## START Selected passage

From fd9e73cfb87f8983b40ddb02f1f5031a2420d35c Mon Sep 17 00:00:00 2001
From: Antonin RAFFIN <antonin.raffin@ensta.org>
Date: Thu, 19 Mar 2020 10:19:48 +0100
Subject: [PATCH] Fix entropy computation

---
 docs/misc/changelog.rst                     |  2 +
 tests/test_distributions.py                 | 50 ++++++++++++---------
 tests/test_sde.py                           |  1 -
 torchy_baselines/common/distributions.py    | 41 ++++++++++-------
 torchy_baselines/common/vec_env/__init__.py |  4 +-
 torchy_baselines/version.txt                |  2 +-
 6 files changed, 60 insertions(+), 40 deletions(-)

## END Selected passage

#### Set of tasks
• a. List every file path that the patch summary shows as changed.
• b. Please duplicate everything in the patch summary from "From fd9e73cfb87f8983b40ddb02f1f5031a2420d35c Mon" down to "insertions(+), 40 deletions(-)".
The data after this point is separate from the patch summary.

## START Data section

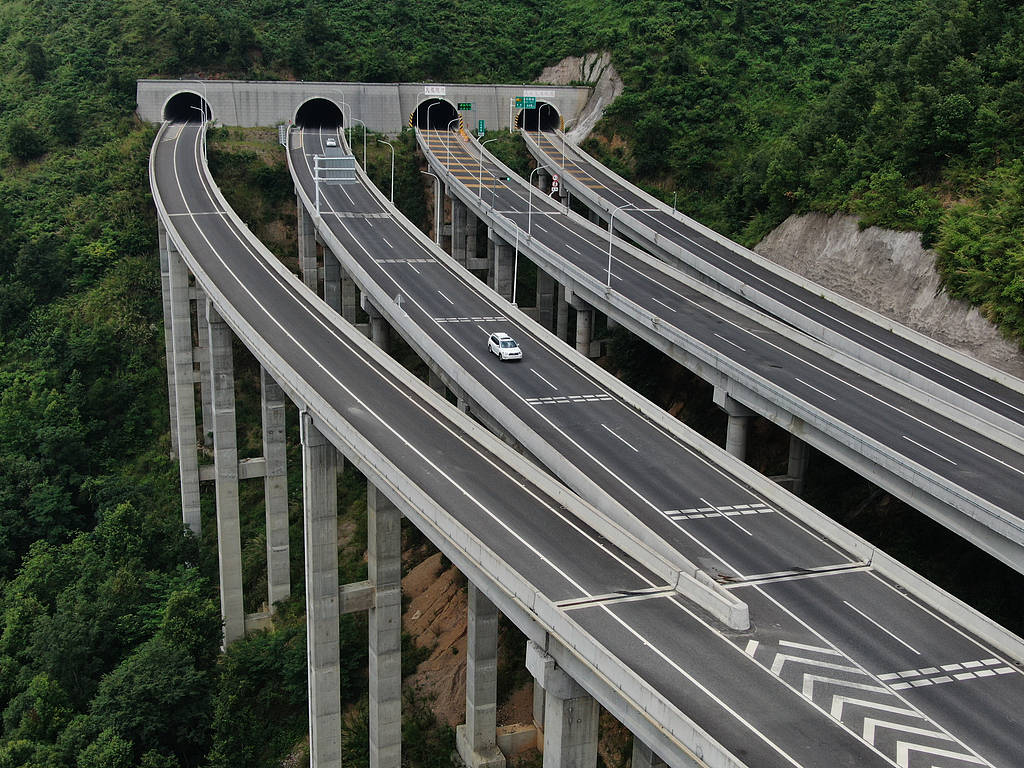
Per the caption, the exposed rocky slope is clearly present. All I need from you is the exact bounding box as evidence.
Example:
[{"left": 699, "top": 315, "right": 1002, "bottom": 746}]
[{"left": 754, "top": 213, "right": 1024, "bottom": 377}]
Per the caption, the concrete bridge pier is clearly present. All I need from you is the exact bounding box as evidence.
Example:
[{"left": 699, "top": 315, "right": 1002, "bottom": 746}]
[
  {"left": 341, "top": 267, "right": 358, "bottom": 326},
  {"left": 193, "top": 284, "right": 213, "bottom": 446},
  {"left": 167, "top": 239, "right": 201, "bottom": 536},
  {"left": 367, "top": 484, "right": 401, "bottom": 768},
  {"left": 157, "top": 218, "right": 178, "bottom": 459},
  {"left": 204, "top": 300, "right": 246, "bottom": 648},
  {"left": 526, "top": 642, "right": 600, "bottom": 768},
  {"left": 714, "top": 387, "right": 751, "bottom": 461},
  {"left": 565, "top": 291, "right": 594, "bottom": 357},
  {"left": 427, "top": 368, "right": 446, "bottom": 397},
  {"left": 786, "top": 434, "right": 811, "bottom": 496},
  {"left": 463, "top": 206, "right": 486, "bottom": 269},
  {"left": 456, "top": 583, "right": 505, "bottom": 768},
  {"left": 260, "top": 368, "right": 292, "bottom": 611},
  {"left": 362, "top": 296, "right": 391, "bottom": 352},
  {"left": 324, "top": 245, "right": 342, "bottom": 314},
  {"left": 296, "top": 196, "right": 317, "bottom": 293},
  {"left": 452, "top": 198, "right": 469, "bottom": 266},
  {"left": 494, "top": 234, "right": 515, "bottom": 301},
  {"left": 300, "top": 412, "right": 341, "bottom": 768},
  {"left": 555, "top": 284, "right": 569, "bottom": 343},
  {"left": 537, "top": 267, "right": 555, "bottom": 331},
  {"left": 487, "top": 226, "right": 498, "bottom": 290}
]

## END Data section
## START Data section

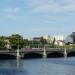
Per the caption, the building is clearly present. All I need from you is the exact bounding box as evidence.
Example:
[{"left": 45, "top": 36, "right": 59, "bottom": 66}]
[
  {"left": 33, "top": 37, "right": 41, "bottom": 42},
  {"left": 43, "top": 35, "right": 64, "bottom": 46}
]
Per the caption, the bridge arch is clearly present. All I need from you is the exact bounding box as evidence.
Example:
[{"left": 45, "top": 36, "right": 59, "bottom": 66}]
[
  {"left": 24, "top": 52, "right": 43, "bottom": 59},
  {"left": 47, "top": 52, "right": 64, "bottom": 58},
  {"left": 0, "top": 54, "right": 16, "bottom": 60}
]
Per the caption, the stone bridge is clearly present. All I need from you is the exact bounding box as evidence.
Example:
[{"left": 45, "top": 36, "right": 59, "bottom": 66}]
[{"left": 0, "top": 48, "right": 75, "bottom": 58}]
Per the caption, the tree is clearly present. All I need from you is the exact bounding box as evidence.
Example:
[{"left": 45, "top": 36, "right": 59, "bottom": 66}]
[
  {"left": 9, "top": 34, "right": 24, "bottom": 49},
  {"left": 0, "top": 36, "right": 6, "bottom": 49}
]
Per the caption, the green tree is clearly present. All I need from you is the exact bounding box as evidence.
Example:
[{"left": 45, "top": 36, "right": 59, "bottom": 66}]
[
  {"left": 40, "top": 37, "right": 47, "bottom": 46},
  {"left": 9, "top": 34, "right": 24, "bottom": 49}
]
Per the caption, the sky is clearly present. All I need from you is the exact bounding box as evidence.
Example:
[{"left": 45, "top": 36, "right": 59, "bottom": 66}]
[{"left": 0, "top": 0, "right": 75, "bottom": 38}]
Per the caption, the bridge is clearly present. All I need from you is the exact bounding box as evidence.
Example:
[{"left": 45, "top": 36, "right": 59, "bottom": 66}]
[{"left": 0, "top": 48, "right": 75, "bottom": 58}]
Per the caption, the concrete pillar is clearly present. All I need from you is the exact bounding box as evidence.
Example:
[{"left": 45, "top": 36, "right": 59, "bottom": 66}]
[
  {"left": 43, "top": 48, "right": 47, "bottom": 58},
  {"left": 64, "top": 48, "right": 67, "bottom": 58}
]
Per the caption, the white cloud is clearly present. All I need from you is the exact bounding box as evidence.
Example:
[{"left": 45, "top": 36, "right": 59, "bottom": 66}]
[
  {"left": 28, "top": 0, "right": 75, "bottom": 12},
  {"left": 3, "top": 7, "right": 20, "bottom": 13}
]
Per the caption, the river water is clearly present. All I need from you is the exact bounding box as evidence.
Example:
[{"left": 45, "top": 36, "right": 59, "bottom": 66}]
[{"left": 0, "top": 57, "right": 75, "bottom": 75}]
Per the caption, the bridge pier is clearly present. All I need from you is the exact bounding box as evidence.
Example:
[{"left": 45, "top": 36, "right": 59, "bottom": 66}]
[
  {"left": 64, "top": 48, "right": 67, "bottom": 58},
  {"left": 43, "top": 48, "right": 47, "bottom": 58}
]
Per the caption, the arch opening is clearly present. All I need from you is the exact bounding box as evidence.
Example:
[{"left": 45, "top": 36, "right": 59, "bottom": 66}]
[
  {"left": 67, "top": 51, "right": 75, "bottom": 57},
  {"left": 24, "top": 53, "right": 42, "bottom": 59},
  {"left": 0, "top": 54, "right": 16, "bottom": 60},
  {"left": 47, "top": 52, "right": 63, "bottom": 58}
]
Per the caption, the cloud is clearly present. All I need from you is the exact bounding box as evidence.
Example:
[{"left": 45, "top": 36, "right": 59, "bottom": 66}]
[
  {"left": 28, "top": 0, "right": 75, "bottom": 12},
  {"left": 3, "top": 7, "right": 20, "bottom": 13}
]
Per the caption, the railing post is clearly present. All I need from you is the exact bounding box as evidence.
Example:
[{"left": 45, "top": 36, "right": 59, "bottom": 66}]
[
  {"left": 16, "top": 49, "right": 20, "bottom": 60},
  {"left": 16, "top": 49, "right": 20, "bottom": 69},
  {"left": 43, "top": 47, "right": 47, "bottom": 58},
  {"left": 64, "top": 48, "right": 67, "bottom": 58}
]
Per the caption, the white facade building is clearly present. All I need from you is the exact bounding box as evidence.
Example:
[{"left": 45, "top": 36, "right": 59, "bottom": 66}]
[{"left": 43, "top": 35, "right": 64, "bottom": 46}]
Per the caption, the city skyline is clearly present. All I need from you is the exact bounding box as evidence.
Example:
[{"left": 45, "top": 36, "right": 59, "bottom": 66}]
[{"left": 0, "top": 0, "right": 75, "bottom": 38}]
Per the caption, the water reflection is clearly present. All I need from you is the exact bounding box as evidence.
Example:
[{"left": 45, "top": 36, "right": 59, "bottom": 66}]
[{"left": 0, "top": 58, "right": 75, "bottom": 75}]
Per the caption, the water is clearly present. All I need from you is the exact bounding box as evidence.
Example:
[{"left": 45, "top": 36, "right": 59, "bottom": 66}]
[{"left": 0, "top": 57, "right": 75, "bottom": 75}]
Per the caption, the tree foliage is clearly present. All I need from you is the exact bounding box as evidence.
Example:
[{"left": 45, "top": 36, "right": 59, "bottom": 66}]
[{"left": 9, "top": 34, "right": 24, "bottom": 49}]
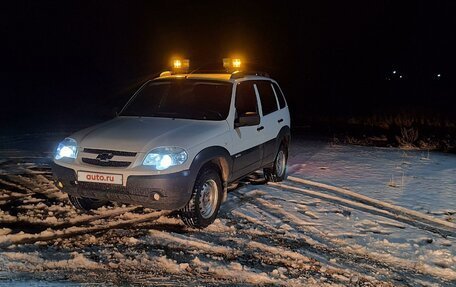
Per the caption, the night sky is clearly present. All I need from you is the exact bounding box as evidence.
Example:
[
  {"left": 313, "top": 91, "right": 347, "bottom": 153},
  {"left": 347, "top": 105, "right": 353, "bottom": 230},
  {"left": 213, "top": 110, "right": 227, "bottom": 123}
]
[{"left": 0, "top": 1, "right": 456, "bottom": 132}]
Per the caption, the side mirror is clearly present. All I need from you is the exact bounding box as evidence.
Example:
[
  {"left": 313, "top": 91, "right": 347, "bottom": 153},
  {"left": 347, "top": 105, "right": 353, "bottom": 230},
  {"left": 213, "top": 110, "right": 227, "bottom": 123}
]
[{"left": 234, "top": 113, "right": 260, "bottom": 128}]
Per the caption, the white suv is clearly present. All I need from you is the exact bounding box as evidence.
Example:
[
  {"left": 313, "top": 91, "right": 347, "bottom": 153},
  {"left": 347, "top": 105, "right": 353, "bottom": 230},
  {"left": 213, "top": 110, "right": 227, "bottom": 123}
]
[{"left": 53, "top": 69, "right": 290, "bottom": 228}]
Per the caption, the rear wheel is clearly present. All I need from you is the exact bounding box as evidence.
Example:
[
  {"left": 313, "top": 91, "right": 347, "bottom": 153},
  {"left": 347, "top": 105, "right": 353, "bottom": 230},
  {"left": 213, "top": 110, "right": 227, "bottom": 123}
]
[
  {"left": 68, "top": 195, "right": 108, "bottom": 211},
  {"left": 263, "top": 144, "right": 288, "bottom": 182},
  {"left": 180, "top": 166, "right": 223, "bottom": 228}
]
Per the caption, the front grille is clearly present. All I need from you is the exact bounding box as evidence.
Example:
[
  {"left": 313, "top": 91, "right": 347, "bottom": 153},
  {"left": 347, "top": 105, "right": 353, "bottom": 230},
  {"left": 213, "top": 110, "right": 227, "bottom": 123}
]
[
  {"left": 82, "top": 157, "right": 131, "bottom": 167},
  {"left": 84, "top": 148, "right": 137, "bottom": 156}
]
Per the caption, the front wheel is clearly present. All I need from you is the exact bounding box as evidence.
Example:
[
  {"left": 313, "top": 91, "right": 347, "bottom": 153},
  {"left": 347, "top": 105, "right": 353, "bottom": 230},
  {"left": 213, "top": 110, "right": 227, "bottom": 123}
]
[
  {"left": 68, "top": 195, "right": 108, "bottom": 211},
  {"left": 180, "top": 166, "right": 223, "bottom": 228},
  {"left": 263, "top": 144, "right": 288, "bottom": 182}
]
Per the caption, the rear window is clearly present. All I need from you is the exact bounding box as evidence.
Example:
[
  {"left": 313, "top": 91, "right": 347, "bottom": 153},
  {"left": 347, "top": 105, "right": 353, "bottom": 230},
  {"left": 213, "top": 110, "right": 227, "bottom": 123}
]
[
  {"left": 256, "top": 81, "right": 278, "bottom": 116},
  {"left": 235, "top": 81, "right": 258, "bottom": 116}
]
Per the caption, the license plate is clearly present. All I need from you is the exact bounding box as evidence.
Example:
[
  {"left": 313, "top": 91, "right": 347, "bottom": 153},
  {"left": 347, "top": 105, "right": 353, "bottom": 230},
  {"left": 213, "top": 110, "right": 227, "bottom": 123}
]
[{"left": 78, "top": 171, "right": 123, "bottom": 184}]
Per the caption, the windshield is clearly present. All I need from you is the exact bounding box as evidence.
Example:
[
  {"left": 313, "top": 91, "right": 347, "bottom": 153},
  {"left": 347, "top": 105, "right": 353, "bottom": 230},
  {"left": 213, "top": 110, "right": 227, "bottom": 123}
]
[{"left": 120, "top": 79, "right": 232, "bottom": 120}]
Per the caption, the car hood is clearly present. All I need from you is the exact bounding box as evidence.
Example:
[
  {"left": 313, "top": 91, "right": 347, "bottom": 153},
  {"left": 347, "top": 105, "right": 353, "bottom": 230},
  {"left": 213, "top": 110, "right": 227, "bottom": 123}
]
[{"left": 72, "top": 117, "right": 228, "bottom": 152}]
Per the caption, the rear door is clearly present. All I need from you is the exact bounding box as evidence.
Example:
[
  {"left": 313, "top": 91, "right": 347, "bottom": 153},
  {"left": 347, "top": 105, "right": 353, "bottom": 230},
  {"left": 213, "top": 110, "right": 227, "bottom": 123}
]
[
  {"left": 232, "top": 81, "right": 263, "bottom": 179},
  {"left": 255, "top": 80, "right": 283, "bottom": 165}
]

## END Data section
## START Data section

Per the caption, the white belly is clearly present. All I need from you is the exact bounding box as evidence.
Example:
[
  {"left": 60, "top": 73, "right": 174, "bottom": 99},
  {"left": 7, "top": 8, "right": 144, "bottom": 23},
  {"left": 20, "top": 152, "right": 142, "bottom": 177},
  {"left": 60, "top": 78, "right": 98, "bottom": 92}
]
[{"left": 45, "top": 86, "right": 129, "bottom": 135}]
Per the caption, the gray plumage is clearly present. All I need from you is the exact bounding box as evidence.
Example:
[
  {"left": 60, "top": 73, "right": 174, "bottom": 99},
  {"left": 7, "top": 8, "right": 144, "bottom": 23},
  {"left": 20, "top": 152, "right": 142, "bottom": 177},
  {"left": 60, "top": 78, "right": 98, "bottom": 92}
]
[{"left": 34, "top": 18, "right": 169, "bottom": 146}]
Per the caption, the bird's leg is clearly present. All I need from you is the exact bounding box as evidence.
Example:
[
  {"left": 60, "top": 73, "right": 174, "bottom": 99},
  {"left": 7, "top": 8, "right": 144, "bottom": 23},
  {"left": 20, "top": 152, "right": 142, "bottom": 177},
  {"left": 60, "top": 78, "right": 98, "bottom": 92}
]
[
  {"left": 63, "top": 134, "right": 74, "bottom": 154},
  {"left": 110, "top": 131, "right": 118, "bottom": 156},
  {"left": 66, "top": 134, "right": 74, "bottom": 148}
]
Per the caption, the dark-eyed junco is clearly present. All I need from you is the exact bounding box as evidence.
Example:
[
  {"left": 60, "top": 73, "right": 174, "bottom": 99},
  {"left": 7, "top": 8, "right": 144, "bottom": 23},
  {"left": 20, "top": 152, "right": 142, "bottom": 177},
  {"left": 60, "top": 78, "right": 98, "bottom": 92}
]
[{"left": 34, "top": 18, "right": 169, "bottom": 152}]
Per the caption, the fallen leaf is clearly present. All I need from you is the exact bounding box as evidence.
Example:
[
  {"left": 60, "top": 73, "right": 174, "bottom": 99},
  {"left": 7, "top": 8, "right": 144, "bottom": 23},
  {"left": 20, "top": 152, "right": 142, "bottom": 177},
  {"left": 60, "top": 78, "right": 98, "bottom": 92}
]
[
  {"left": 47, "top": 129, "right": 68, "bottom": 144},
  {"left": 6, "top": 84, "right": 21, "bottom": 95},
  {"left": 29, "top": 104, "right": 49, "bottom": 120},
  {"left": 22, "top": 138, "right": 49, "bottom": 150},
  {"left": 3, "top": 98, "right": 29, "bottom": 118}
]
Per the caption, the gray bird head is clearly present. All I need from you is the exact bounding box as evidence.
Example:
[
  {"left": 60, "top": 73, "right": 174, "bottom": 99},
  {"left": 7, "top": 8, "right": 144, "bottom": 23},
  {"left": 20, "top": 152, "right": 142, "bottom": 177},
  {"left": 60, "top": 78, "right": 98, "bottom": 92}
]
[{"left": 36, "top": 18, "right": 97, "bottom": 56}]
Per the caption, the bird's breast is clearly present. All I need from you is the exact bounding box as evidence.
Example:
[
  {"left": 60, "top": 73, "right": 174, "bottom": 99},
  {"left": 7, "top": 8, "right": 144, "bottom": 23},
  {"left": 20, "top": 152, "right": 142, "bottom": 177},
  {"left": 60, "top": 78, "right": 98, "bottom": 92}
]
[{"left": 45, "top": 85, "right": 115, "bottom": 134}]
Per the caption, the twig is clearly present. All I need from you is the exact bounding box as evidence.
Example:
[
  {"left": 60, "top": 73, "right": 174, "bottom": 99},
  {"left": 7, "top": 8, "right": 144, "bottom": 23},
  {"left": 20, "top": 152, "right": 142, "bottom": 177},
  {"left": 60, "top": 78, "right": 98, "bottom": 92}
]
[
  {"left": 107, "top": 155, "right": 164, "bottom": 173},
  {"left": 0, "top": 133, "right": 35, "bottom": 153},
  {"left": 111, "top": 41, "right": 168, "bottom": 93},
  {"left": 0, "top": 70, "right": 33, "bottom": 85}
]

## END Data section

#### Responses in order
• a.
- docs/misc/changelog.rst
- tests/test_distributions.py
- tests/test_sde.py
- torchy_baselines/common/distributions.py
- torchy_baselines/common/vec_env/__init__.py
- torchy_baselines/version.txt

• b.
From fd9e73cfb87f8983b40ddb02f1f5031a2420d35c Mon Sep 17 00:00:00 2001
From: Antonin RAFFIN <antonin.raffin@ensta.org>
Date: Thu, 19 Mar 2020 10:19:48 +0100
Subject: [PATCH] Fix entropy computation

---
 docs/misc/changelog.rst                     |  2 +
 tests/test_distributions.py                 | 50 ++++++++++++---------
 tests/test_sde.py                           |  1 -
 torchy_baselines/common/distributions.py    | 41 ++++++++++-------
 torchy_baselines/common/vec_env/__init__.py |  4 +-
 torchy_baselines/version.txt                |  2 +-
 6 files changed, 60 insertions(+), 40 deletions(-)